---------- GIVEN ENTRIES ----------
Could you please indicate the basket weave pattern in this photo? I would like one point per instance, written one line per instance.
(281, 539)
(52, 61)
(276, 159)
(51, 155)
----------
**YOUR TASK:**
Put each line of the listing above into a JSON list of strings, one string per line, skipping any blank lines.

**THE ANSWER:**
[
  "Could you please indicate the basket weave pattern in this photo? I would like one point per instance, written one line per instance.",
  "(281, 539)",
  "(52, 61)",
  "(276, 159)",
  "(51, 155)"
]